Please change every "manikin" in the data below to "mannequin" and leave the rest of each line as it is.
--- start ---
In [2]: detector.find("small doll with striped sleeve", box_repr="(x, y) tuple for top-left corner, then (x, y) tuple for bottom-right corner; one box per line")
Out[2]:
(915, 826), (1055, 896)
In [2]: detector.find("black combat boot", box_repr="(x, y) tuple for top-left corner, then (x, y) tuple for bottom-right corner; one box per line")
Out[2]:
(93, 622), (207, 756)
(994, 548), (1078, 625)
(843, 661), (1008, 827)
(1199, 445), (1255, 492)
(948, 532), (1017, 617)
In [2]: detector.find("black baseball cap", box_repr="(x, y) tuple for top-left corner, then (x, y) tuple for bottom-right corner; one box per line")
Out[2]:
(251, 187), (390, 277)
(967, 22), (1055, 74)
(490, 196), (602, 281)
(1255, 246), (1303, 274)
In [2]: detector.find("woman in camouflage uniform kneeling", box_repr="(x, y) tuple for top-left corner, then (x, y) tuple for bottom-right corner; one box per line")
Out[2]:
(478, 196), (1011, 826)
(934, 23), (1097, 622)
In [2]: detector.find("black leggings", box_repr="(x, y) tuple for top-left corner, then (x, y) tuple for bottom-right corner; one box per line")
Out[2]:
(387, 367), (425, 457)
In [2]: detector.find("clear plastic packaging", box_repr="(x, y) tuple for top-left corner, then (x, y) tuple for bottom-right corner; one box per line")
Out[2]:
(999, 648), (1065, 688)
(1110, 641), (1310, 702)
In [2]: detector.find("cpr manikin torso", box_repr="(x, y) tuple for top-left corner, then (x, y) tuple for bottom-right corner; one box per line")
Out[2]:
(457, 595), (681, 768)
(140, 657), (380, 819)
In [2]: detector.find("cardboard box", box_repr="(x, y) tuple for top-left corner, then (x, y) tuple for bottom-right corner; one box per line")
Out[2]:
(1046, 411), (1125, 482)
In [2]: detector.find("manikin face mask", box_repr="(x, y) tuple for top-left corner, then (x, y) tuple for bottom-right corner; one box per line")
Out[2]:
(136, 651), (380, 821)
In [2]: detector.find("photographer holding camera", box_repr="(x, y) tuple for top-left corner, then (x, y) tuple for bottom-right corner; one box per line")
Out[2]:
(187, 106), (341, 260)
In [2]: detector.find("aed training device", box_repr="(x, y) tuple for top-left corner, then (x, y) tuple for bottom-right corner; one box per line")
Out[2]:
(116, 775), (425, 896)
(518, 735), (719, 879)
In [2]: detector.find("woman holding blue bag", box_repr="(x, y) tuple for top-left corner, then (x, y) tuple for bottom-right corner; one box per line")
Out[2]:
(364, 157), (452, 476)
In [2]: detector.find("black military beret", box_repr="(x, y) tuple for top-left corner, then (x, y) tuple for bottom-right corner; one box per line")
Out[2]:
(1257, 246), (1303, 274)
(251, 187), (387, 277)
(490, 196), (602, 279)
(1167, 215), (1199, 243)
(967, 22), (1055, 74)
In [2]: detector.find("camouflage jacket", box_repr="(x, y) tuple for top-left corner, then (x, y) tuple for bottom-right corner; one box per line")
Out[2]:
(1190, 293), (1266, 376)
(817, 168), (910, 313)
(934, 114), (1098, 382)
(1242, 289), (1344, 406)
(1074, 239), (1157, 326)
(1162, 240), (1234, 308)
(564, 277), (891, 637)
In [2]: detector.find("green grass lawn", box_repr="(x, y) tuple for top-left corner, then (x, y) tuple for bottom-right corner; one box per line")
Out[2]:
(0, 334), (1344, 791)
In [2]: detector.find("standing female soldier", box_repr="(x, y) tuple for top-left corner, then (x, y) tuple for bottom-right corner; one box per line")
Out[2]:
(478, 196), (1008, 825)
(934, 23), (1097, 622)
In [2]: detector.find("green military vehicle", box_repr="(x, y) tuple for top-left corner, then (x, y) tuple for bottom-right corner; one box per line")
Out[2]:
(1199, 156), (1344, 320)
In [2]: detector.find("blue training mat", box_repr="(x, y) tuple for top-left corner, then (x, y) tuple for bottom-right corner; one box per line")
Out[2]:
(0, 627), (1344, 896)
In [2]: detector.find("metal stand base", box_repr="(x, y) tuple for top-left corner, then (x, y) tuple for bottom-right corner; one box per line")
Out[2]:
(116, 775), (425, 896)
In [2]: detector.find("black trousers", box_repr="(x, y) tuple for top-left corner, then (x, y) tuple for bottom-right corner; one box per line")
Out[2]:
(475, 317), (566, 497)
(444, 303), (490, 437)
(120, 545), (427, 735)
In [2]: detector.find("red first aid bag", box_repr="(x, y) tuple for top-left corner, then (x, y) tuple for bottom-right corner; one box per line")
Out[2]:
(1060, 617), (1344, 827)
--- end ---
__Written solution__:
In [2]: detector.find("small doll with striped sleeve", box_repr="(x, y) tuple for top-left corner, then (x, y) tuple for bottom-right corner; one box per line")
Out[2]:
(915, 826), (1055, 896)
In [2]: detector.find("black combat boot", box_repr="(x, y) tuple for top-left corner, then (x, y) tuple for bottom-right corner; one box per line")
Out[2]:
(93, 622), (207, 756)
(994, 548), (1078, 625)
(843, 661), (1008, 827)
(1199, 445), (1255, 492)
(948, 532), (1017, 617)
In [2]: detector.find("black baseball cap", box_repr="(x, y) tuple for top-left corner, then (x, y) tuple for bottom-right corner; one box per line")
Out[2]:
(251, 187), (390, 277)
(967, 22), (1055, 74)
(490, 196), (602, 281)
(1255, 246), (1303, 274)
In [2]: detector.find("woman in camouflage uniform kneeling", box_repr="(x, y) tuple for top-left corner, then (x, y) tuple for bottom-right corner; one box per line")
Out[2]:
(478, 196), (1011, 826)
(934, 23), (1097, 622)
In [2]: detector.find("black leggings", box_repr="(x, y) tuple for top-left corner, then (x, y) tuple for bottom-right corner; one box per line")
Out[2]:
(387, 367), (425, 457)
In [2]: detector.find("clear plastic packaging", box_repr="(x, y) tuple for top-left corner, then (x, y) tuple for bottom-right corner; one box per line")
Out[2]:
(999, 648), (1065, 688)
(1110, 641), (1310, 702)
In [2]: detector.find("cpr mannequin torso", box_repr="(x, y) tuple for top-left corner, then (x, y) tuple for bottom-right corner; one box per line")
Out[2]:
(457, 595), (681, 768)
(140, 657), (380, 819)
In [2]: detector.find("cardboard box", box_repr="(x, y) tuple for top-left corner, then (x, y) tuple for bottom-right corner; one box per line")
Out[2]:
(1046, 411), (1125, 482)
In [2]: detector.find("mannequin face mask", box_repr="(x, y) tuple for top-left corner, then (x, y) tuple for bottom-right corner; one box per line")
Out[2]:
(136, 651), (380, 821)
In [2]: detector.find("photographer holding camera", box_repr="(x, y) tuple for top-left corner, then (x, y) tuple for bottom-right corner; one box per line")
Out[2]:
(187, 106), (341, 260)
In [2]: detector.find("aed training device", box_repr="(x, y) tuple for top-left corner, then (x, y) tuple for bottom-right corner; one box per line")
Out[2]:
(116, 775), (425, 896)
(518, 735), (719, 879)
In [2]: detector.find("woman holding blue bag", box_repr="(x, y) tuple for top-left corner, then (x, y) tuple for bottom-right corner; one box per line")
Out[2]:
(364, 157), (452, 476)
In [2]: detector.find("black military beret", box_repr="(x, y) tuple for top-left corner, then (x, y) tuple for bottom-right corner; one box per line")
Out[2]:
(1257, 246), (1303, 274)
(251, 187), (387, 277)
(490, 196), (602, 279)
(1167, 215), (1199, 243)
(967, 22), (1055, 74)
In [2]: detector.find("camouflage jacket", box_repr="(x, y) tuple for top-left corner, then (x, y) tuple for bottom-right corner; one box per line")
Out[2]:
(1190, 293), (1266, 376)
(817, 168), (910, 313)
(934, 114), (1098, 382)
(1242, 289), (1344, 406)
(1074, 239), (1157, 326)
(1162, 240), (1234, 308)
(564, 277), (891, 637)
In [2]: detector.find("green grass lawn", box_repr="(x, y) tuple for top-left corner, then (x, y) tuple for bottom-right corner; one box per line")
Out[2]:
(0, 334), (1344, 791)
In [2]: detector.find("standing female soldier", box_repr="(x, y) tuple for top-left corner, then (x, y) tuple for bottom-right corner; one box per line")
Out[2]:
(478, 196), (1008, 825)
(934, 23), (1097, 622)
In [2]: detector.find("green military vehicle", box_repr="(x, y) tuple for top-left corner, then (x, y) tuple for bottom-right corner; one box per line")
Out[2]:
(1199, 156), (1344, 320)
In [2]: detector.find("blue training mat", box_repr="(x, y) tuple for top-left corner, then (x, y) tuple for bottom-right corner; one box per line")
Out[2]:
(0, 627), (1344, 896)
In [2]: detector.find("metal stand base", box_repr="(x, y) tuple for top-left corner, then (x, y) tuple for bottom-right corner; one box per line")
Out[2]:
(116, 775), (425, 896)
In [2]: detector.find("black trousers", box_repr="(x, y) tuple for top-left corner, then (x, y) tuple for bottom-right corner; one box per line")
Out[2]:
(475, 317), (566, 497)
(444, 303), (490, 437)
(120, 545), (427, 735)
In [2]: detector.find("red first aid bag", box_repr="(x, y) tuple for top-left corner, then (x, y) tuple for bottom-right corner; one box per line")
Out[2]:
(1060, 617), (1344, 827)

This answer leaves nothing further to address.